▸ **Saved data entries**
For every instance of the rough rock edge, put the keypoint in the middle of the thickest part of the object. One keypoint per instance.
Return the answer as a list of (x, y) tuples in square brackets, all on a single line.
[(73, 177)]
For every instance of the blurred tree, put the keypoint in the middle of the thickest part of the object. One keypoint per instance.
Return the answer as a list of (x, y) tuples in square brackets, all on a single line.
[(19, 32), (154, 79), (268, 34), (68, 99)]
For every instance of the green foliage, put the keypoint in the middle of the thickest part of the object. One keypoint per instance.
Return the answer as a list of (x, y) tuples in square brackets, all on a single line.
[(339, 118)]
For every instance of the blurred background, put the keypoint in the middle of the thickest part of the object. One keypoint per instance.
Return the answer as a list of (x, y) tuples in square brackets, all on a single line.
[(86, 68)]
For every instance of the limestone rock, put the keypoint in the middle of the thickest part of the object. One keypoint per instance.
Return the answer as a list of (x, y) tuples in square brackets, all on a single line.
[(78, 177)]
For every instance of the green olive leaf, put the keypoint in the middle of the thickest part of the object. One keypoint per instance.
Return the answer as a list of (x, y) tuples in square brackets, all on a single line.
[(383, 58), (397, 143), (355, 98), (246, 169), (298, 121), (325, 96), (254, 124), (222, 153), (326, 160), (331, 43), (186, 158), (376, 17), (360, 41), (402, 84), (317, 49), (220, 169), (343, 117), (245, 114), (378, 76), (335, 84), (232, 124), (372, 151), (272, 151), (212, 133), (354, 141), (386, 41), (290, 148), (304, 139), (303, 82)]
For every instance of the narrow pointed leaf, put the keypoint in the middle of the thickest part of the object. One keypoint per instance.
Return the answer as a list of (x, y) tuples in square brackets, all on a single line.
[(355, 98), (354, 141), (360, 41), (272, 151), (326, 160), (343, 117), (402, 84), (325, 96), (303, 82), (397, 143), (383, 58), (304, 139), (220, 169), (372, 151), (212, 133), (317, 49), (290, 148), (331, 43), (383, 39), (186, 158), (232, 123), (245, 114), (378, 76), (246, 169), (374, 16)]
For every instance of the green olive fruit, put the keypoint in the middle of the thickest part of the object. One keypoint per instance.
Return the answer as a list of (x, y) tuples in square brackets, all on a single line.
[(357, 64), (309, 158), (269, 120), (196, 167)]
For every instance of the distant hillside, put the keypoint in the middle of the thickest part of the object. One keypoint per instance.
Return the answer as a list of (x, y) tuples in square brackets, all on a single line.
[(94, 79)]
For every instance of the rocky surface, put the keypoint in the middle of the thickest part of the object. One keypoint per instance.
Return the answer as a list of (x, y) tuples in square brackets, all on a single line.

▸ **Problem requirements**
The records above should be repeated in full, exactly as given.

▸ **Expected output**
For every instance of the rough rock edge, put the keypoint in the middle of the thickest part of the object. One keypoint per instance.
Return the answer as a list of (x, y) tuples in square brackets, all on a single line.
[(73, 177)]
For every instance of the blurred tree, put the keypoint in the middle of the thickest part of the object. One keypoint per instance.
Return the answer as a list of (x, y) tuples in square brackets, all on a single line.
[(19, 32), (154, 79), (268, 34), (68, 99)]
For every instance of the green foliage, put the keypoint in the middle of the thickest part of the object. One keypoint per instance.
Return the answer as a list of (x, y) tuples in square brackets, all on a single line.
[(339, 118)]
For every instance of the blurred background, put the keypoint in the middle of the thickest part of the object. One keypoint per instance.
Return the answer as a list of (x, y) tuples in square brackets, all on a single line.
[(86, 68)]
For every instance of the limestone rock, put the keypoint in the middle of the thickest part of the object. One keypoint per instance.
Return the answer as a list of (x, y) tuples in square brackets, all on a single line.
[(78, 177)]
For every instance of the green olive leaf, put the keypoint in the middle of the thickest part of the object. One keypoint per instance.
Return the answer as a list of (x, y) tuples in square brackets, all on a single line.
[(383, 58), (397, 143), (355, 98), (246, 169), (298, 121), (325, 96), (254, 124), (222, 153), (326, 160), (331, 43), (186, 158), (376, 17), (360, 41), (402, 84), (317, 49), (220, 169), (343, 117), (245, 114), (378, 76), (335, 84), (232, 124), (372, 151), (272, 151), (212, 133), (354, 141), (386, 41), (290, 148), (304, 139), (303, 82)]
For every instance of the narrow pointed leaf, put the keypoint in the middle of the thickest part of the object. One keypoint per instance.
Return the answer as a list of (x, y) tuples in square brackets, all on a single line.
[(355, 98), (354, 141), (360, 41), (272, 151), (326, 160), (343, 117), (402, 84), (325, 96), (303, 82), (397, 143), (383, 58), (304, 139), (220, 169), (372, 151), (212, 133), (317, 49), (290, 148), (331, 43), (383, 39), (186, 158), (232, 123), (245, 114), (378, 76), (246, 169), (374, 16)]
For every instance of the green olive fruit, put the keypoint in the middle of the thickest part of the object. One keypoint per instance.
Return the answer as a list of (x, y) tuples in square brackets, all on a single line.
[(357, 64), (309, 158), (269, 120), (196, 167)]
For every instance of the distant hillside, put the keypoint in the middle of the thickest part of the object. One keypoint per instance.
Return the answer as a list of (x, y) tuples in square brackets, all on a single line.
[(94, 79)]
For every instance of the rocky surface, put the keypoint in the middle of the thickest part of the object. One keypoint per instance.
Return the answer as a list of (x, y) tuples in square brackets, all on a single line.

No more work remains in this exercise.